CN: I always leave this question for last, when I’m filling in these interviews, because I never know what people would want to hear about me. I’m Dutch, but at age 15 I started with an English education, because the language appealed to me. That was coincidentally around the age I decided I wanted to be a writer. It took me a long time to finally focus on writing, but I’m glad I did.

Aside from my work, which takes up a lot of my time, I’m a happily married mom, who is terrorized daily by her two cats. That sounds a lot more ‘normal’ than I feel I am *grin*. In reality I’m one of those restless creative souls that just can’t sit still. I’m always doing something. If it’s not writing, I’m creative some other way. I paint, sculpt miniatures and meeples out of polymer clay, draw, role play, LARP (which I also used to organize and may do again one day), travel, and am a complete board game geek. There’s rarely any calm in my life, but luckily my husband and daughter enjoy weathering the storms with me. That said, I absolutely hate any drama, and will run and hide from that. I prefer fun storms.

Q. What draws you to horror generally, and was there a defining moment where you something made you think “Fuck it, I’m writing a horror story!”?

CN: I sat and stared at this question for the longest time. It’s a great question, but giving the right answer is difficult. I think most of us are fascinated with fear, and I’m no exception to this. If I wanted to be mature and eloquent about it, I’d probably say something like “There are many things in the world that frighten us, and horror gives us a controlled means to deal with that,” but in all honesty… I like scaring people. I’ve always been fascinated by horror, even though I am by nature a deeply frightened person (perhaps that’s the exact reason why I’m so fascinated). Before I started writing books, I would write role play adventures (table top role play as well as Larp) that had a strong horror element to them. It gave me quite a reputation, and at one point, in the Larp world, I was known as ‘the lady of high terror’. I only felt they were successful if the games scared me too. I’ve always enjoyed that type of fear.

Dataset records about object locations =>
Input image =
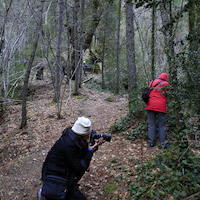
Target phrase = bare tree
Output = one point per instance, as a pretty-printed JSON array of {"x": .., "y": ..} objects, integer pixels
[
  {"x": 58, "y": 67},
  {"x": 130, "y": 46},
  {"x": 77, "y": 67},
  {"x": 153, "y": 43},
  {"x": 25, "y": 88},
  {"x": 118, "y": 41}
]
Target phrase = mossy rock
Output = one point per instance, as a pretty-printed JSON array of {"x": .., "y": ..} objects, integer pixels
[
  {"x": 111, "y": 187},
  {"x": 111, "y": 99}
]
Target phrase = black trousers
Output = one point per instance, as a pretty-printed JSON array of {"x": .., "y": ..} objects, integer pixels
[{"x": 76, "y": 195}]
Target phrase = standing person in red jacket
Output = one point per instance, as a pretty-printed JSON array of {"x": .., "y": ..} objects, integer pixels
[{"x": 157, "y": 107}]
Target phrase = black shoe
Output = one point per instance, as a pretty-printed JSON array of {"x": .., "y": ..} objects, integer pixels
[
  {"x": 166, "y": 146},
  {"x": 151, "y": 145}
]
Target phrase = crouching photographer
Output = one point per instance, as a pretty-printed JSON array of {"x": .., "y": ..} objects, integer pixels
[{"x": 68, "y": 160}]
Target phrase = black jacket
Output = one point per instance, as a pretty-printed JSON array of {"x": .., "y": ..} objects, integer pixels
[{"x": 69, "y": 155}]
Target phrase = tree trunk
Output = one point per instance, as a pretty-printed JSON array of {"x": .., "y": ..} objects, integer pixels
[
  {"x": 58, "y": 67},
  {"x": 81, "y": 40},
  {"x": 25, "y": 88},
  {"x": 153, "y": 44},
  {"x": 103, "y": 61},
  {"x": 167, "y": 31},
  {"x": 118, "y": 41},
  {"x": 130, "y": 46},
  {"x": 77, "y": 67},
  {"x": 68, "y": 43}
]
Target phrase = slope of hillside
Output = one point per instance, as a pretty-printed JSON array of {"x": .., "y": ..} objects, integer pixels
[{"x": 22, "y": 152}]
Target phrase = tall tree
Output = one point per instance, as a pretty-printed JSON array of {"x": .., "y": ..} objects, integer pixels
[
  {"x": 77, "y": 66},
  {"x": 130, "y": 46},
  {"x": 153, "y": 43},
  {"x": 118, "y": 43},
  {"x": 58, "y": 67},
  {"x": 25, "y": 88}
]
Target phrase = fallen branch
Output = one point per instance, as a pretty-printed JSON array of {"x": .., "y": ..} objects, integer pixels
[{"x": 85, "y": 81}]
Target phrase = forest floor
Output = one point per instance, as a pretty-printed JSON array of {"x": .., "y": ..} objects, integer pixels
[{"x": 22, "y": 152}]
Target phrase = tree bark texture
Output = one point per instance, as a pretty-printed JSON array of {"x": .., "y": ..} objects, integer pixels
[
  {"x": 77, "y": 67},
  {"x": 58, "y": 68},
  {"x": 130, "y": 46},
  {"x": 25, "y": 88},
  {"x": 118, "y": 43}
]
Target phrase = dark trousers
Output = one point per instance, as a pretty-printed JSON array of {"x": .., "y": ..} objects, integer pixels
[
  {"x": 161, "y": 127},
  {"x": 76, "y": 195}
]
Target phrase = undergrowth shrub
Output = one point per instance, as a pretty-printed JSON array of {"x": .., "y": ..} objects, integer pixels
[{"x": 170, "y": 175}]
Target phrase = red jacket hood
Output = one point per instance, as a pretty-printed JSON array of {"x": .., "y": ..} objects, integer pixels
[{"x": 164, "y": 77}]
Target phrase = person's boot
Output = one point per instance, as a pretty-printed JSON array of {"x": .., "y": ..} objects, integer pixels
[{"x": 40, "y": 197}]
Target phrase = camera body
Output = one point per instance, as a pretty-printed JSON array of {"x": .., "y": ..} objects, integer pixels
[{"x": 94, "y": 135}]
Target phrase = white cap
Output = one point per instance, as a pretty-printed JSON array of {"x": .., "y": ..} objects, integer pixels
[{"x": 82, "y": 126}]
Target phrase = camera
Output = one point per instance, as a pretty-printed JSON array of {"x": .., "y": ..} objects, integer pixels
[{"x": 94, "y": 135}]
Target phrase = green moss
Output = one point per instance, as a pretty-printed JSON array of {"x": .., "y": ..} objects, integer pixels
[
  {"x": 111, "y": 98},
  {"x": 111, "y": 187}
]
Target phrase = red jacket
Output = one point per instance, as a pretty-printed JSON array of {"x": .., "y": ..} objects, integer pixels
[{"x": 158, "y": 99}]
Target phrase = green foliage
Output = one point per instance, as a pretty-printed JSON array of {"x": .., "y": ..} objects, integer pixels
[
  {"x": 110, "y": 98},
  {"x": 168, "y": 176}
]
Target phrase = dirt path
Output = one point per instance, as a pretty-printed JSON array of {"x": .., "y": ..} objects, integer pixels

Instructions for the task =>
Reproduce the interview from "Aside from my" up to and including "prefer fun storms.", changing "cats" to "dogs".

Answer to this exercise =>
Aside from my work, which takes up a lot of my time, I’m a happily married mom, who is terrorized daily by her two dogs. That sounds a lot more ‘normal’ than I feel I am *grin*. In reality I’m one of those restless creative souls that just can’t sit still. I’m always doing something. If it’s not writing, I’m creative some other way. I paint, sculpt miniatures and meeples out of polymer clay, draw, role play, LARP (which I also used to organize and may do again one day), travel, and am a complete board game geek. There’s rarely any calm in my life, but luckily my husband and daughter enjoy weathering the storms with me. That said, I absolutely hate any drama, and will run and hide from that. I prefer fun storms.